Instructions to follow — Copy every line below where the string "tire" is found.

Input data —
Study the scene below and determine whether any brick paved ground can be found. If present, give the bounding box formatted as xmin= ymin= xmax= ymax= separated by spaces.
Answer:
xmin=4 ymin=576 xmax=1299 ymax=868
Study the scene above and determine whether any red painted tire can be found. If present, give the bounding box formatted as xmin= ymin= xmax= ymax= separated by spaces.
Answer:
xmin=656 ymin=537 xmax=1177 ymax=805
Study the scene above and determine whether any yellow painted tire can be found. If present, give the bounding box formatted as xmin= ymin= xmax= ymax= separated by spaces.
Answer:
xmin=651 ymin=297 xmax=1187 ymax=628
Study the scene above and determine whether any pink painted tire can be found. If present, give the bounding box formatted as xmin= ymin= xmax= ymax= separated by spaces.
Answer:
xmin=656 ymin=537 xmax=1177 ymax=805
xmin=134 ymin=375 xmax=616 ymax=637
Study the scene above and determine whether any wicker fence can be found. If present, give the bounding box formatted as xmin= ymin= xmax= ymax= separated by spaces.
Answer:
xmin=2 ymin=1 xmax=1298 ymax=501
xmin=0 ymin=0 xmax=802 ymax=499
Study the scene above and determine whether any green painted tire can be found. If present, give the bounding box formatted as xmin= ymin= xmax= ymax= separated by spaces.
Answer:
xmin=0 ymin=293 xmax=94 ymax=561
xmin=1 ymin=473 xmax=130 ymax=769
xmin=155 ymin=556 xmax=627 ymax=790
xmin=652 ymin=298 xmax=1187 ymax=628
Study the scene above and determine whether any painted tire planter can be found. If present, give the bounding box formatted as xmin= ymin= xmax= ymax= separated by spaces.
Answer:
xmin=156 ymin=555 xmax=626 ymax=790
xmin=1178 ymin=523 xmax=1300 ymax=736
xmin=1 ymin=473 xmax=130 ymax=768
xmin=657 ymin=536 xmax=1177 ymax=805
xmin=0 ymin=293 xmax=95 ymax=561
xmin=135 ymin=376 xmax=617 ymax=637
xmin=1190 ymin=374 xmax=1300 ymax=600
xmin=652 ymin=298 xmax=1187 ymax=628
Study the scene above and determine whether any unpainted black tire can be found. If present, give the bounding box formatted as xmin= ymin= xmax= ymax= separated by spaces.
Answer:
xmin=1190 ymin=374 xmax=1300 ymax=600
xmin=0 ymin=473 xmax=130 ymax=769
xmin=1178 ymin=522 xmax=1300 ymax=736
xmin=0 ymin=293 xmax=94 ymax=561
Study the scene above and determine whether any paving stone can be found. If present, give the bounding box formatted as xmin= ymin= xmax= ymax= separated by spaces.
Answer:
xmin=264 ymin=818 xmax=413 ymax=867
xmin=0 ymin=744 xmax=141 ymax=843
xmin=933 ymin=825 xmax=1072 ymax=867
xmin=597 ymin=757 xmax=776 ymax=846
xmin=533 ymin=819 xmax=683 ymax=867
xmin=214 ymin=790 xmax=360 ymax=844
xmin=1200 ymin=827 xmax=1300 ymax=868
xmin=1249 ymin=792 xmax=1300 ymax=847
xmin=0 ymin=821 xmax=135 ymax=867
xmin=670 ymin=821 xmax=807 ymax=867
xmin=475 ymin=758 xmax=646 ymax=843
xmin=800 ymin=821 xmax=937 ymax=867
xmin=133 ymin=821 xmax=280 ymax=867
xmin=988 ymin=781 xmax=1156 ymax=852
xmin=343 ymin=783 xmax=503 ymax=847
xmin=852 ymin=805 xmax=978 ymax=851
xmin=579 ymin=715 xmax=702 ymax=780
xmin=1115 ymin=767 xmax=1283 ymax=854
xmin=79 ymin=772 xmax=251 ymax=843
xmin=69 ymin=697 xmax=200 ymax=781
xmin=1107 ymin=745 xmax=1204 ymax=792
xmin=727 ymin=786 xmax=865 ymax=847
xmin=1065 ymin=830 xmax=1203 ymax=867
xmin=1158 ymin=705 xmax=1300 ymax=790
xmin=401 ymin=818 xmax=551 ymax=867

The answer —
Study the scene above and determine whether any red painted tire can be found. If present, give the bounding box formatted as xmin= ymin= xmax= ymax= separated by spaces.
Study the scene above and determine whether any yellow painted tire can be found. If present, give the bounding box formatted as xmin= ymin= xmax= ymax= separated by spaces.
Study the scene above and determine whether any pink painted tire can be found. If present, give the bounding box formatted as xmin= ymin= xmax= ymax= separated by spaces.
Study the scene above and determine whether any green painted tire can be found. If present, give the bounding box formatted as xmin= ymin= xmax= ymax= separated by spaces.
Study the scene above and determine whether any painted tire planter can be found. If present, give the bounding box formatted as xmin= ymin= xmax= ymax= separated by spaces.
Study the scene above and determine whether any unpainted black tire can be found. If present, give the bounding box formatted as xmin= ymin= xmax= ymax= separated by spaces.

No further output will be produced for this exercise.